## Source extract
US skies lose 3 billion birds since 1970s

Scientists have found that bird numbers in the US have dropped by nearly 3 billion since the 1970s.
Scientists have found that bird numbers in the US have dropped by nearly 3 billion since the 1970s.

North America has lost nearly 3 billion birds since 1970, according to a new analysis of bird survey and radar data.

The sharp decline, described in a study in the journal Science, is not just bad for birds. It also bodes ill for the ecosystems those birds inhabit, and points to a need for action to halt and perhaps reverse the drop, scientists said.

"Three billion was a pretty astounding number for us," said lead author Kenneth Rosenberg, a conservation scientist at Cornell University and American Bird Conservancy.

Steven Beissinger, a conservation biologist at the University of California, Berkeley, called the results and their implications "dizzying.""

Of those lost birds, 90 per cent come from just 12 bird families that include common and widespread species such as sparrows, swallows, warblers and finches.

Declines in the abundance of common species may not seem as dramatic as the endangerment of rare ones, but it is a very serious form of ecosystem erosion, the scientists said.

That's because abundant species often play important roles in their habitats, whether they control pests, pollinate flowers, disperse seeds, provide food for other animals and even draw tourists who support local economies.

"When you're losing abundance, you're losing the fabric of the food chains, the fabric of the ecosystems - more perhaps than losing one rare species," Rosenberg said.

Across ecosystems, grassland birds - a group that includes sparrows and meadowlarks - were hit the hardest, the researchers said. Since 1970, their numbers have fallen by more than 720 million, representing 53 per cent of the initial population.

Shorebirds, long threatened by the draining of coastal wetlands and urbanisation, saw declines of more than 37 per cent.

However, there were a few success stories in the data that could offer a road map for aiding other bird populations, Rosenberg said.

Wetland birds, such as ducks and geese, have increased, primarily because of conservation efforts that protected wetland habitats over the last few decades.

And raptors such as bald eagles, ospreys and peregrine falcons have also improved since the 1970s, when their numbers had been decimated by the use of the now banned pesticide DDT.

## Saved data entries

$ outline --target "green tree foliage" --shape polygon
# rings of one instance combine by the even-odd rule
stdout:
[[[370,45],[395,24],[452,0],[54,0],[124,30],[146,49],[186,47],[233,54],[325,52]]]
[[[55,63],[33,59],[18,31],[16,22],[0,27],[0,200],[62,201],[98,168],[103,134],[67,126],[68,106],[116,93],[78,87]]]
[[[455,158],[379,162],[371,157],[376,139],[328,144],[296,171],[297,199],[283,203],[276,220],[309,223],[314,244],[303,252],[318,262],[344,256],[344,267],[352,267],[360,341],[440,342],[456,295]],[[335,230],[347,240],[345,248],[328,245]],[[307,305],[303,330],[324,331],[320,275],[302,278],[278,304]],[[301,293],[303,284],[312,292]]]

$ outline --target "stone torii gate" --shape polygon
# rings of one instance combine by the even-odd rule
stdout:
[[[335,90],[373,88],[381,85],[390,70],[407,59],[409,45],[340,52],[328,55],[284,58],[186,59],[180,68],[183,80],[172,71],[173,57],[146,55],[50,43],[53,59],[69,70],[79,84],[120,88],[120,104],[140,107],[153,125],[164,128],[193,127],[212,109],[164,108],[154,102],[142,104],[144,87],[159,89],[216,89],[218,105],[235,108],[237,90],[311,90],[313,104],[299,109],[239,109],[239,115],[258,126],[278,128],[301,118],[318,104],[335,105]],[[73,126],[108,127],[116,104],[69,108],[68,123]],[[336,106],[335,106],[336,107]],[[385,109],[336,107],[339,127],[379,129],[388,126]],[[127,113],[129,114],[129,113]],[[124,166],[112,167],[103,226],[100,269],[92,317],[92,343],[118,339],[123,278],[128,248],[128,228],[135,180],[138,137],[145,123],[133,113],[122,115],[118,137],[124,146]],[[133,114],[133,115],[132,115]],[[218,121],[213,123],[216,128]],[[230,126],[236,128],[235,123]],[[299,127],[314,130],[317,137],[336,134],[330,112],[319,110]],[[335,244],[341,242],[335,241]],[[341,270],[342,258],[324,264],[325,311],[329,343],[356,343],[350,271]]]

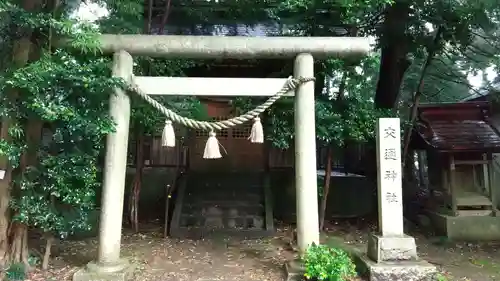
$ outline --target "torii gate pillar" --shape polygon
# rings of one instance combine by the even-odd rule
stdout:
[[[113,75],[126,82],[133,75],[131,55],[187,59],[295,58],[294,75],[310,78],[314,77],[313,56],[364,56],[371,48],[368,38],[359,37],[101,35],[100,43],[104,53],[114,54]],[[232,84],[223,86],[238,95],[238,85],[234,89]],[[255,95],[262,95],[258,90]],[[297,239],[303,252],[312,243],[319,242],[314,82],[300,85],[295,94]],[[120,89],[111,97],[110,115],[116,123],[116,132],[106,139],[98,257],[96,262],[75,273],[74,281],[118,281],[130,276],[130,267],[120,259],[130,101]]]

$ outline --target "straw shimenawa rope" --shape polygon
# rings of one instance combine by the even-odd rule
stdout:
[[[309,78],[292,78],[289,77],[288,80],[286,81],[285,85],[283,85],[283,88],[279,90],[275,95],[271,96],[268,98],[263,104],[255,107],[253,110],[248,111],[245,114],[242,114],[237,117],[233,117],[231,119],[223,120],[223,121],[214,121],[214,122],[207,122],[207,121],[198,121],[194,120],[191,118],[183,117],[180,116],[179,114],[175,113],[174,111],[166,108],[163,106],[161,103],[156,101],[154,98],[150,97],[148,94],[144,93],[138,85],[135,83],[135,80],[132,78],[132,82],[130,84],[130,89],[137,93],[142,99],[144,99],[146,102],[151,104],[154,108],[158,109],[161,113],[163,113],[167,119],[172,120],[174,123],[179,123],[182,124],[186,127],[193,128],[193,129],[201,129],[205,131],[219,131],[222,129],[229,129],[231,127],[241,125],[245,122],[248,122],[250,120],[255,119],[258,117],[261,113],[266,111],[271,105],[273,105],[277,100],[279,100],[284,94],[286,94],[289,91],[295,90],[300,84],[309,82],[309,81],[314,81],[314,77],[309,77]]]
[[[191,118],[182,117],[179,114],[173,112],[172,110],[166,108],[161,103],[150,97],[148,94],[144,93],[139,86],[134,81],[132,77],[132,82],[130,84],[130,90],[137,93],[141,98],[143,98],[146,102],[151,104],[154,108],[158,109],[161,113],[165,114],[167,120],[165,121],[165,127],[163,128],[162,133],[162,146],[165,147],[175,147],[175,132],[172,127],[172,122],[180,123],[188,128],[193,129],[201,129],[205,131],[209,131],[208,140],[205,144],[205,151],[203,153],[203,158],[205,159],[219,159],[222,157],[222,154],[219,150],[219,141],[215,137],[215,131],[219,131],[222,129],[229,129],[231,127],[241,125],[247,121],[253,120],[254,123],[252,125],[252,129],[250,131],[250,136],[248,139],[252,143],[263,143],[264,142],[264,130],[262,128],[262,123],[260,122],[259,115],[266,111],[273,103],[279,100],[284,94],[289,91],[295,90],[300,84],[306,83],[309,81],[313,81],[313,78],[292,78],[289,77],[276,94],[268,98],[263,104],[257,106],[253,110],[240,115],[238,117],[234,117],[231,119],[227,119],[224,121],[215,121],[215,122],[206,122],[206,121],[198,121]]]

## What to produce
According to the article on North American bird declines, which group of birds was hit hardest across ecosystems?

## Problem solution
Grassland birds, a group that includes sparrows and meadowlarks.